━━━━━ INPUT RECORDS

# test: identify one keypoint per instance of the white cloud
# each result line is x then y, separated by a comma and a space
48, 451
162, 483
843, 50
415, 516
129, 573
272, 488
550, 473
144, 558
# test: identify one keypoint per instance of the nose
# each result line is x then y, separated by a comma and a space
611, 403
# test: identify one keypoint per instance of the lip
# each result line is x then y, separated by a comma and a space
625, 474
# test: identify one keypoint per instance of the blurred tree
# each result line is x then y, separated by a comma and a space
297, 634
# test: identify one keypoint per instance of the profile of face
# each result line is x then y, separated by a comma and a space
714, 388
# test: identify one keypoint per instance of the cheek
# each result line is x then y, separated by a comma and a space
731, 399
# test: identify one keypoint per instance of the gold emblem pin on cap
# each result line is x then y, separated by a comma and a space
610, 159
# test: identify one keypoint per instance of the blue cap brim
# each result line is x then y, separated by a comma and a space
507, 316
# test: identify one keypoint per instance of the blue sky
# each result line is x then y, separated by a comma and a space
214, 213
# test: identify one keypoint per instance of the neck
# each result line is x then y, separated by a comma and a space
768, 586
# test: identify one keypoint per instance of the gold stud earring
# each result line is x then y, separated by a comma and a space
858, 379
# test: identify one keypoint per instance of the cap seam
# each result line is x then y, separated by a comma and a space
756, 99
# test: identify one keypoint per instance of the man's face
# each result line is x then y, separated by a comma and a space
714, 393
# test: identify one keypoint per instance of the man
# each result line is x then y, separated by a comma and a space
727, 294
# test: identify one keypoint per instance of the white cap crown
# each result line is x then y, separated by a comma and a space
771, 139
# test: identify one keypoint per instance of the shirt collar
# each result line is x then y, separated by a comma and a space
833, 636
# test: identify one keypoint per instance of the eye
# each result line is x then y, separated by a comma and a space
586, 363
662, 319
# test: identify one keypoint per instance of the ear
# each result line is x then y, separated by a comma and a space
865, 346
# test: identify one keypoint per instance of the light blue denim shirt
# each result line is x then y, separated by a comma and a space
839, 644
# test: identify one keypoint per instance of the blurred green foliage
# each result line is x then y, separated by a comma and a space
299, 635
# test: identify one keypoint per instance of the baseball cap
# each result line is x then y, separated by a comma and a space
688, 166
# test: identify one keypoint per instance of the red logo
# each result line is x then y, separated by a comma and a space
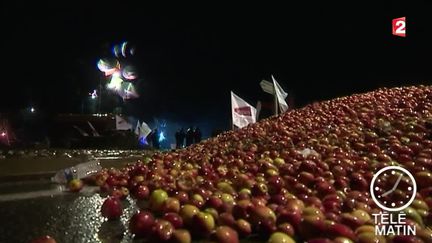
245, 111
399, 27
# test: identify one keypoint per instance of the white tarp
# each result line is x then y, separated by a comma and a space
243, 113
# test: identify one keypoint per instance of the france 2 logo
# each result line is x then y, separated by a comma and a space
399, 27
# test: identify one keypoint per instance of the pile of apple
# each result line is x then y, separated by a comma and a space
302, 176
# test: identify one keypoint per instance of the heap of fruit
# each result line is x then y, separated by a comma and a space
301, 176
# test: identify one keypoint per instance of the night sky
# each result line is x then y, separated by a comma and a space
190, 58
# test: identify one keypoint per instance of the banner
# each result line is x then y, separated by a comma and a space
243, 113
122, 124
144, 131
281, 96
138, 128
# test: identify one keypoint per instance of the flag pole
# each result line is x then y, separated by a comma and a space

━━━━━━━━━━

TASK TO CARRY OUT: Please return every line of the records that contains the word "white".

OUTPUT OF THE EXERCISE:
# test: identify one keypoint per instance of the white cloud
# test: identify one keypoint per instance of the white cap crown
# test: identify one keypoint per instance of the white tarp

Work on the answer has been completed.